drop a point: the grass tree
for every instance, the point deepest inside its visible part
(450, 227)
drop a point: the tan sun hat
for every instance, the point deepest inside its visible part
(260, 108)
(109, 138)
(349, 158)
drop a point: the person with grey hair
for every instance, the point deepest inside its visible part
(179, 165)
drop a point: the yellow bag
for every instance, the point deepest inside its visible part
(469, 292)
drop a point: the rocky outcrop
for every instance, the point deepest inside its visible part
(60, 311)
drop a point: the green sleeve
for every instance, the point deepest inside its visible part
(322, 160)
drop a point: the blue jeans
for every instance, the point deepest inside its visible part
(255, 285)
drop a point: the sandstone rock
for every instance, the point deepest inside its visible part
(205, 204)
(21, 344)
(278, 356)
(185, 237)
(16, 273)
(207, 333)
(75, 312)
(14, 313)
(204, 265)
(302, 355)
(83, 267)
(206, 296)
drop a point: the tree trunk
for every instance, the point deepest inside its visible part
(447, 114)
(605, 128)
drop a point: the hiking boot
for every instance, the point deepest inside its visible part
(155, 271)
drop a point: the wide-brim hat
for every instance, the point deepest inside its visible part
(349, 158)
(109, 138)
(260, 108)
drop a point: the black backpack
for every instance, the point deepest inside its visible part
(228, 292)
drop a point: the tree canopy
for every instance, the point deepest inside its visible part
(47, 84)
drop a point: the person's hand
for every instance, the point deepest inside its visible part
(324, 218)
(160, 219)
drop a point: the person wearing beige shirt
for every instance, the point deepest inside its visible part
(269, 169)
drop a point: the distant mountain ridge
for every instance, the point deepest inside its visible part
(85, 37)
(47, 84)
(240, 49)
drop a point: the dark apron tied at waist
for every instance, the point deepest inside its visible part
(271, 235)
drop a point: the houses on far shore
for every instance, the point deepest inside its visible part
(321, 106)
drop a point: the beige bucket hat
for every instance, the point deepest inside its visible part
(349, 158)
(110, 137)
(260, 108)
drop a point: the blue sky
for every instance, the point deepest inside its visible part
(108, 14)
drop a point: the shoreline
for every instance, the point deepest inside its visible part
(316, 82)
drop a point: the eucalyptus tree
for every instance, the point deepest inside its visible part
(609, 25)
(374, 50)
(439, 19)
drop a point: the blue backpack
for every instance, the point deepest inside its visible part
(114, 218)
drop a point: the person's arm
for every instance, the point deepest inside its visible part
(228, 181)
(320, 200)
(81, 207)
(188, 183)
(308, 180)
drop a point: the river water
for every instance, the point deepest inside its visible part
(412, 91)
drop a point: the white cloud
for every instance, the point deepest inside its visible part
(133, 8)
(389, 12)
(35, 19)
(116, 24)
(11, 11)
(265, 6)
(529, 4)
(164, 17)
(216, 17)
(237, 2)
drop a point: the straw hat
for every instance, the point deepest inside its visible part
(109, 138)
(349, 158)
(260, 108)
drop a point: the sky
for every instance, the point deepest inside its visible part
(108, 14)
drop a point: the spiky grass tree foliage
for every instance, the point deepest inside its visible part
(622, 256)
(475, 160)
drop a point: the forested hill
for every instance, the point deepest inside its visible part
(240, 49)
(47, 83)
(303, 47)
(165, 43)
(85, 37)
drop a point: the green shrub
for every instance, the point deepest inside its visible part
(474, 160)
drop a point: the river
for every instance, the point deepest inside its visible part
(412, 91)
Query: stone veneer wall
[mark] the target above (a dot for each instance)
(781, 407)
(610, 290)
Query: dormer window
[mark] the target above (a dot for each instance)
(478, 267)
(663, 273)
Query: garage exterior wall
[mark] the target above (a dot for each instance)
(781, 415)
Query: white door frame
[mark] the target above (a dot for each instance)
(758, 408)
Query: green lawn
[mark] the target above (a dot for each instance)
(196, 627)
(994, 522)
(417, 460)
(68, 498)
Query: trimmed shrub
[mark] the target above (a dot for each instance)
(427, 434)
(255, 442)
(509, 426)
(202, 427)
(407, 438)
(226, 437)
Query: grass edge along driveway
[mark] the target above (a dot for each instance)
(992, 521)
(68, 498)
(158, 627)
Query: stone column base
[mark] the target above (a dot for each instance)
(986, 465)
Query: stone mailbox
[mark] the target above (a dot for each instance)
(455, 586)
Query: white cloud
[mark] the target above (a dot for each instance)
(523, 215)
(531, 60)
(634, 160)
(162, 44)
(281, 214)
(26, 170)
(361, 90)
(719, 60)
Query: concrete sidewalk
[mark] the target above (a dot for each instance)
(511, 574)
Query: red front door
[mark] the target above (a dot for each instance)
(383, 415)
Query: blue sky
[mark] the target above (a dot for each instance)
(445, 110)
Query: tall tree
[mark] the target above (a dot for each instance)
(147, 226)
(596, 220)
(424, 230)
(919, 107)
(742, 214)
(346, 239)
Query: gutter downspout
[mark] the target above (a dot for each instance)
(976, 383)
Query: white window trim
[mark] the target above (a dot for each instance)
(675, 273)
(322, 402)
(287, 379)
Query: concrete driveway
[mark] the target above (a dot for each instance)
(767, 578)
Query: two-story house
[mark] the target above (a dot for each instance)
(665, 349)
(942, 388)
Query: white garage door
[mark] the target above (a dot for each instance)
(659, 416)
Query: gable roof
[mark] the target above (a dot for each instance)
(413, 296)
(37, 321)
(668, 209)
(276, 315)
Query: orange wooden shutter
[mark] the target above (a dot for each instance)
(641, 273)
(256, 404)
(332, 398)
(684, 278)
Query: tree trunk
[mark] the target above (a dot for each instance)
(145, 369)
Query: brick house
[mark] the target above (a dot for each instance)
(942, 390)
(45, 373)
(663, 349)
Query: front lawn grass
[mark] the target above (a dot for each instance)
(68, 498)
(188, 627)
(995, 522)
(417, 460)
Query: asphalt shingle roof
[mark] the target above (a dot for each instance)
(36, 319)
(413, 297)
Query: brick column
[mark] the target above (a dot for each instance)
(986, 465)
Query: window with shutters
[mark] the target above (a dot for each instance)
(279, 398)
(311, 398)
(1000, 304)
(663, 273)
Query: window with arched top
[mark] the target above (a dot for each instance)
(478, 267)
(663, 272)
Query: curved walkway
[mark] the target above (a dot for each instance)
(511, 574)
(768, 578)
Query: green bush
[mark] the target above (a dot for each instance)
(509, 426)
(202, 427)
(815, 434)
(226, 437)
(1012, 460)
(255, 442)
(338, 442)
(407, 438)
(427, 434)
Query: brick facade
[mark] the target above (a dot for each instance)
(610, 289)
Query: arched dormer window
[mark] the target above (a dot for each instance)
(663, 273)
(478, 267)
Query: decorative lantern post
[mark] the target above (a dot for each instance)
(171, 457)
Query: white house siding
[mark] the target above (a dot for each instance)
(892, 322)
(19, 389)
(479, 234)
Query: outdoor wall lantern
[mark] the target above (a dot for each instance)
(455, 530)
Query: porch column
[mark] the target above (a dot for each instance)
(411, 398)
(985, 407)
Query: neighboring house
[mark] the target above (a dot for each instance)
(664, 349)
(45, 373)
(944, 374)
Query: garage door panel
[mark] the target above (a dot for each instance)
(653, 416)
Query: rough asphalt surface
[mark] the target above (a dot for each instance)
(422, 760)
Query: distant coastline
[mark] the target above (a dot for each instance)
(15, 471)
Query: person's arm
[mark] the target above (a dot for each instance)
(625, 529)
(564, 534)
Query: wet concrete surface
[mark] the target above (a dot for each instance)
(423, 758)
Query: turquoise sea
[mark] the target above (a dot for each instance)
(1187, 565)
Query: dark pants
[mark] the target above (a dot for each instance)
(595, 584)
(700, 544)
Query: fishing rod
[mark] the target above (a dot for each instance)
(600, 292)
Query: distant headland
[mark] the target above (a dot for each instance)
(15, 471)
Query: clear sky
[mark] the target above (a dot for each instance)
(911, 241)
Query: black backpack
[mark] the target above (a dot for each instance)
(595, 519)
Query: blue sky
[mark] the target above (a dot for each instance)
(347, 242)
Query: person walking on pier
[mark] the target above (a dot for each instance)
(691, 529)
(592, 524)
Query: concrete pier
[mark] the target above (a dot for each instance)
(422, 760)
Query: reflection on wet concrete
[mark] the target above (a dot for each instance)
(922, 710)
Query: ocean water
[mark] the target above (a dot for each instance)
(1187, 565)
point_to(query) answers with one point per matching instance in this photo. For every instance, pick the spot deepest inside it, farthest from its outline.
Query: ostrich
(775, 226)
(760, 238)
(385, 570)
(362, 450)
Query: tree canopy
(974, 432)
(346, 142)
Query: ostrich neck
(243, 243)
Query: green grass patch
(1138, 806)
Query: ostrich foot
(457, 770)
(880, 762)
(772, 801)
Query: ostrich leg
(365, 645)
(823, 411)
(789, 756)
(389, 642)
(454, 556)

* _AIM OF THE EXERCISE_
Rewrite the listing from the line with "Query: distant coastline" through the end of the listing, changing "ostrich" to "emu" and leaving all else unchanged.

* _TASK OUTPUT_
Query: distant coastline
[mark] the target above (a dot for each instance)
(15, 471)
Query: person's arm
[mark] the target above (a dot for each instance)
(625, 529)
(564, 534)
Query: wet concrete surface
[mark] the target above (a dot for each instance)
(423, 758)
Query: turquoise sea
[mark] the target above (a dot for each instance)
(1187, 565)
Query: dark pants
[mark] the target above (a dot for each instance)
(595, 584)
(700, 544)
Query: fishing rod
[mark] the target above (a dot for each instance)
(600, 292)
Query: distant headland
[mark] the target above (a dot for each instance)
(15, 471)
Query: clear sky
[mark] the target above (a dot for each instance)
(911, 241)
Query: black backpack
[mark] the target above (a dot for each instance)
(595, 519)
Query: blue sky
[mark] the target above (a dot for each instance)
(347, 242)
Query: person walking on pier
[mark] the target above (a dot for each instance)
(691, 529)
(592, 524)
Query: concrete pier
[mark] the target above (a dot for each instance)
(422, 760)
Query: reflection on wet concrete
[mark] the target above (a dot for each instance)
(922, 710)
Query: ocean water
[mark] the target above (a dot for each instance)
(1187, 565)
point_to(query) answers with one point per matching instance in this photo. For every instance, pick the spot deepest inside it, farthest from its outline.
Query: emu
(775, 226)
(760, 238)
(385, 570)
(362, 450)
Query: tree canopy
(974, 432)
(346, 142)
Query: emu neck
(243, 243)
Query: green grass patch
(1138, 806)
Query: emu foot
(457, 770)
(880, 762)
(772, 801)
Query: emu leg
(365, 645)
(823, 411)
(789, 756)
(389, 642)
(454, 556)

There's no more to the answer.